Customers at a few banks in the U.S. and U.K. are now being watched in ways they may have never imagined. Video cameras track their every move, from front door to information kiosk to teller desk, noting where they turn and look around, where they stop in confusion and how long they wait in line.
New high-tech security tools? No. It's a new system designed to improve customers' in-branch experiences. In one recent implementation, queuing time was reduced by 25%, from an average of 1 minute, 52 seconds to 1 minute, 28 seconds. And, the 24-second difference was found to have made a difference.
Using the cameras and related sensors and software, branch managers can track exactly how individual customers are using their branches - both historically and in real time. Onscreen alerts let managers know when current customers' waiting times are approaching maximum limits, so new teller lines can be opened and congested queues relieved.
The technology was developed by Atlanta-based Brickstream, which counts Bank of America, Wells Fargo and SunTrust among its customers. A recent TowerGroup report documents how it was used at several Lloyds TSB branches in the United Kingdom.

Records excerpted from a collection:

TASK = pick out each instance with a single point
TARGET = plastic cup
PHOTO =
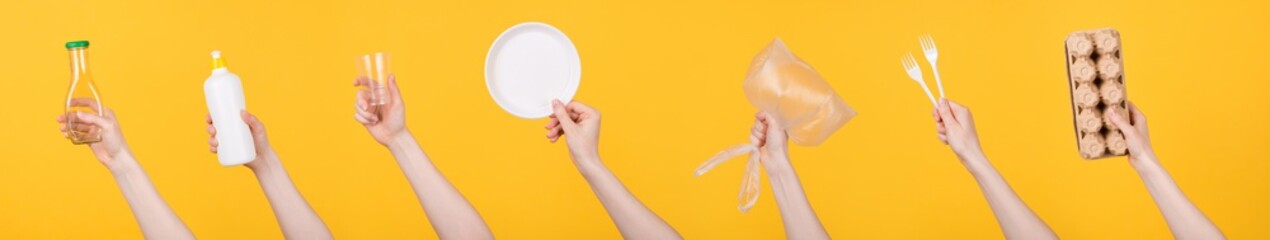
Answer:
(372, 71)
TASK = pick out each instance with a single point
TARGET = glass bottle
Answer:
(81, 97)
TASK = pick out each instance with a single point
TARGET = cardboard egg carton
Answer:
(1095, 73)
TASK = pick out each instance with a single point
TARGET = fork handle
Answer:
(937, 81)
(927, 89)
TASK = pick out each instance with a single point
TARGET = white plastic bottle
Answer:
(225, 102)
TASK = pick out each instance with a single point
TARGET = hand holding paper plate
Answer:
(530, 65)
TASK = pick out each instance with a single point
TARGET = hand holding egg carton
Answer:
(1096, 79)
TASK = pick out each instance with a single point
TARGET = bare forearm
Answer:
(800, 220)
(1184, 219)
(633, 219)
(450, 213)
(295, 216)
(153, 213)
(1016, 220)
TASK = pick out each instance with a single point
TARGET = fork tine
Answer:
(927, 43)
(930, 40)
(922, 40)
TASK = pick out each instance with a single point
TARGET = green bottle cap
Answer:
(76, 43)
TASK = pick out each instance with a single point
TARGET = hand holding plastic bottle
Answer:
(386, 122)
(295, 216)
(263, 150)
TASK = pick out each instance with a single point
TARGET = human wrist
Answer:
(777, 164)
(588, 163)
(400, 141)
(122, 164)
(1144, 163)
(264, 163)
(975, 163)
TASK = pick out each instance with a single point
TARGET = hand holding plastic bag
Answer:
(795, 94)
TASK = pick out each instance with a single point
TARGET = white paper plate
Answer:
(530, 65)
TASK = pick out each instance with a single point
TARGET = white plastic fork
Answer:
(931, 55)
(916, 74)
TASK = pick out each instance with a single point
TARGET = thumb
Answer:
(393, 89)
(1130, 133)
(563, 116)
(92, 120)
(945, 111)
(254, 123)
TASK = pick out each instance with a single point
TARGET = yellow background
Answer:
(667, 75)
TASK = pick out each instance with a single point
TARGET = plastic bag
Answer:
(800, 100)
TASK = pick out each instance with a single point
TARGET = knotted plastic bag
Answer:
(800, 100)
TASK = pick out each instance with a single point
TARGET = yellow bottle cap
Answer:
(217, 62)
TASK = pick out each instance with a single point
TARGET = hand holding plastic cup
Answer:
(372, 76)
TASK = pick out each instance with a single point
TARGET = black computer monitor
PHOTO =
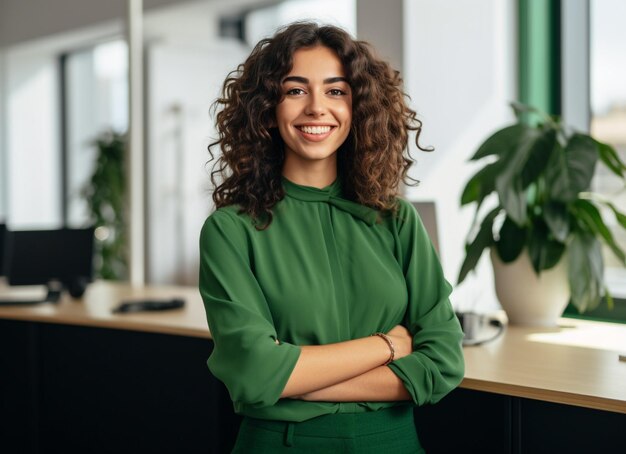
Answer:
(37, 257)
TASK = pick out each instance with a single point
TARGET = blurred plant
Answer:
(105, 194)
(542, 175)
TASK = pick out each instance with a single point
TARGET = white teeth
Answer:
(315, 129)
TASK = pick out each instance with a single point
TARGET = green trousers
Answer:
(389, 430)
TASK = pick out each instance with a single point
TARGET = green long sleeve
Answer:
(436, 365)
(326, 270)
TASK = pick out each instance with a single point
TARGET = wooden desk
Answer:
(95, 309)
(574, 364)
(85, 365)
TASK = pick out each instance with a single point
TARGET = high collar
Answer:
(331, 194)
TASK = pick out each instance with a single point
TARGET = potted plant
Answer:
(105, 194)
(546, 228)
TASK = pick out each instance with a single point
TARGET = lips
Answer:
(315, 133)
(310, 129)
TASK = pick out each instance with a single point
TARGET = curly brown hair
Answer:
(371, 162)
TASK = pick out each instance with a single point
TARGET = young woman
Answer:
(327, 304)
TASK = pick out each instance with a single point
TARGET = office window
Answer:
(608, 113)
(96, 100)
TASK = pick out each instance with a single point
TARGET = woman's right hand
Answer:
(402, 341)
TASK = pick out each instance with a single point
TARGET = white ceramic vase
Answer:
(528, 299)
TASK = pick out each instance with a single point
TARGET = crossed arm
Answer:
(350, 371)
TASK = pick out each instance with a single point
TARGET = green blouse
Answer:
(326, 270)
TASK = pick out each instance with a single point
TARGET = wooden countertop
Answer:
(95, 309)
(576, 363)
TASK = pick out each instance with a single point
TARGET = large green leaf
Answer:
(544, 252)
(502, 142)
(587, 212)
(557, 218)
(473, 250)
(509, 183)
(585, 271)
(512, 198)
(481, 184)
(540, 153)
(511, 242)
(610, 158)
(571, 169)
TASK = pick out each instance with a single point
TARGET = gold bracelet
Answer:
(392, 350)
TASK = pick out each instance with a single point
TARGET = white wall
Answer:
(3, 173)
(183, 81)
(460, 74)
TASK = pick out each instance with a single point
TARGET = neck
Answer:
(317, 174)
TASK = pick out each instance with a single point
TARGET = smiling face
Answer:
(315, 113)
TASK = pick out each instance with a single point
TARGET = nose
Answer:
(315, 105)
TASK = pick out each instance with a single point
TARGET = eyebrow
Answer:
(304, 80)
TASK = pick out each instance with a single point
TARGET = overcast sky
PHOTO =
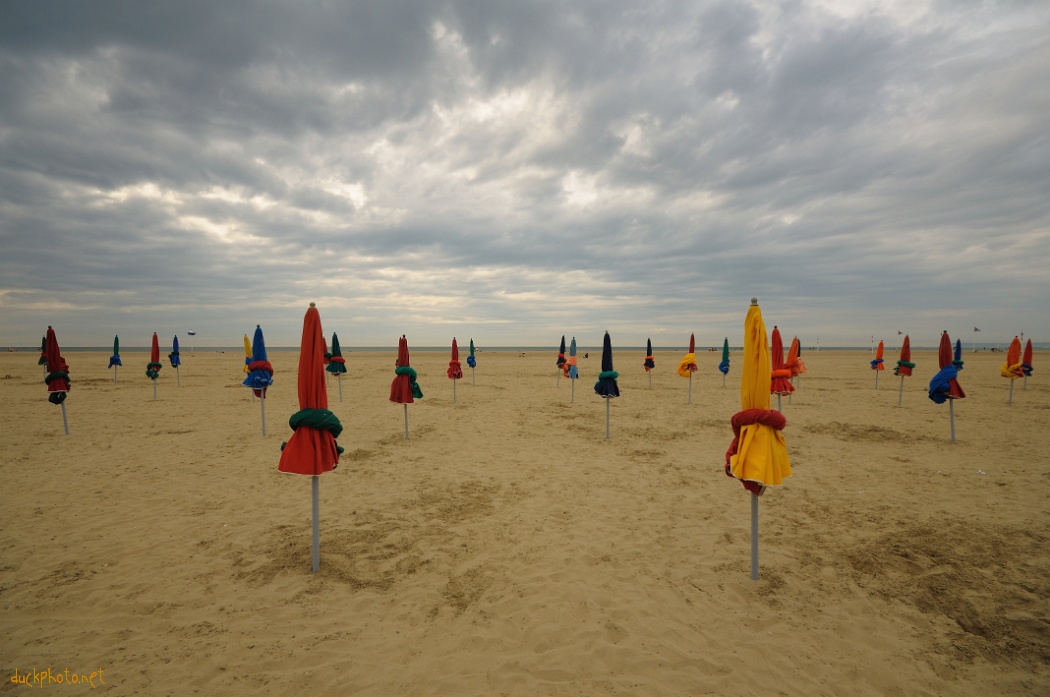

§ REQUIREMENT: Write out the passage on in-branch camera tracking from "Customers at a" up to and including "wait in line.".

§ RESPONSE TO THE TASK:
Customers at a few banks in the U.S. and U.K. are now being watched in ways they may have never imagined. Video cameras track their every move, from front door to information kiosk to teller desk, noting where they turn and look around, where they stop in confusion and how long they wait in line.